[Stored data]
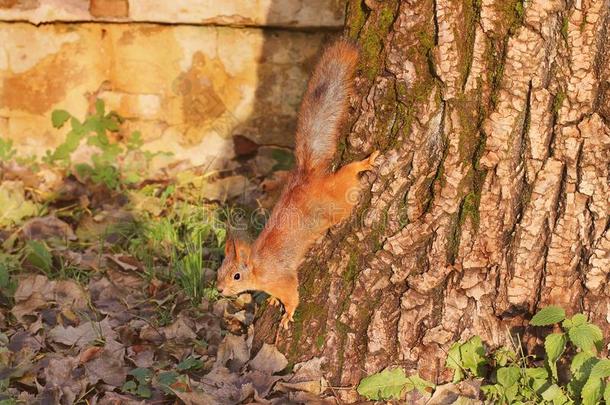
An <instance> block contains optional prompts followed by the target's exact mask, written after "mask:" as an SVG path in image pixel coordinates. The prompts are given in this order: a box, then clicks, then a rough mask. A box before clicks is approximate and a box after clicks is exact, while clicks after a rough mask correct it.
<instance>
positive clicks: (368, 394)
mask: <svg viewBox="0 0 610 405" xmlns="http://www.w3.org/2000/svg"><path fill="white" fill-rule="evenodd" d="M434 387H435V385H434V384H433V383H431V382H429V381H426V380H424V379H423V378H421V377H420V376H419V375H417V374H415V375H412V376H410V377H407V375H406V374H405V372H404V370H403V369H401V368H394V369H386V370H383V371H381V372H379V373H376V374H373V375H371V376H368V377H365V378H363V379H362V381H360V384H359V385H358V389H357V390H358V393H359V394H360V395H362V396H363V397H365V398H367V399H371V400H388V399H400V398H402V397H403V395H404V394H406V393H408V392H411V391H413V390H415V389H416V390H418V391H420V392H421V393H423V394H427V393H429V392H431V391H432V390H434Z"/></svg>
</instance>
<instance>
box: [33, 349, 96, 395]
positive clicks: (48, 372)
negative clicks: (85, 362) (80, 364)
mask: <svg viewBox="0 0 610 405" xmlns="http://www.w3.org/2000/svg"><path fill="white" fill-rule="evenodd" d="M77 367H78V359H77V358H72V357H65V356H64V357H61V358H51V359H50V360H49V364H48V366H47V367H45V369H44V377H45V381H46V383H45V387H44V388H45V391H48V392H52V391H55V390H57V391H59V393H60V394H59V397H60V398H63V399H64V400H63V401H61V402H62V403H69V404H71V403H74V400H75V399H76V398H78V397H79V396H80V395H81V394H83V393H84V392H85V390H86V389H87V382H86V381H85V380H84V379H83V378H75V376H74V370H75V369H76V368H77ZM56 403H59V402H56Z"/></svg>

_Your objective_: Please copy the listing above word for word, leaving out the pictures.

_Task response_:
An <instance> block contains optional prompts followed by the target's exact mask, written after "mask:" as an SVG path in image pixel coordinates. The prompts are given in this order: a box, then clicks, then a rough mask. A box before clicks is approximate and a box after clicks is exact, while clicks after a rough mask correct it.
<instance>
positive clicks: (368, 394)
mask: <svg viewBox="0 0 610 405" xmlns="http://www.w3.org/2000/svg"><path fill="white" fill-rule="evenodd" d="M434 387H435V385H434V384H433V383H431V382H429V381H426V380H424V379H423V378H421V377H420V376H419V375H417V374H415V375H412V376H410V377H407V375H406V374H405V372H404V370H403V369H401V368H394V369H386V370H383V371H381V372H379V373H376V374H373V375H371V376H368V377H365V378H363V379H362V381H360V384H359V385H358V389H357V390H358V393H359V394H360V395H362V396H363V397H365V398H367V399H371V400H388V399H400V398H402V397H403V395H404V394H406V393H408V392H411V391H413V390H415V389H416V390H418V391H420V392H421V393H423V394H427V393H429V392H431V391H432V390H434Z"/></svg>
</instance>
<instance>
box: [33, 349, 96, 395]
positive clicks: (48, 372)
negative clicks: (85, 362) (80, 364)
mask: <svg viewBox="0 0 610 405" xmlns="http://www.w3.org/2000/svg"><path fill="white" fill-rule="evenodd" d="M77 367H78V359H77V358H72V357H65V356H64V357H61V358H51V359H50V360H49V364H48V366H47V367H45V369H44V377H45V381H46V383H45V387H44V388H45V391H48V392H52V391H55V390H57V391H59V393H60V394H59V397H60V398H63V399H64V400H63V401H61V402H62V403H69V404H71V403H74V400H75V399H76V398H78V397H79V396H80V395H81V394H83V393H84V392H85V390H86V389H87V382H86V381H85V380H84V379H83V378H75V376H74V370H75V369H76V368H77ZM56 403H59V402H56Z"/></svg>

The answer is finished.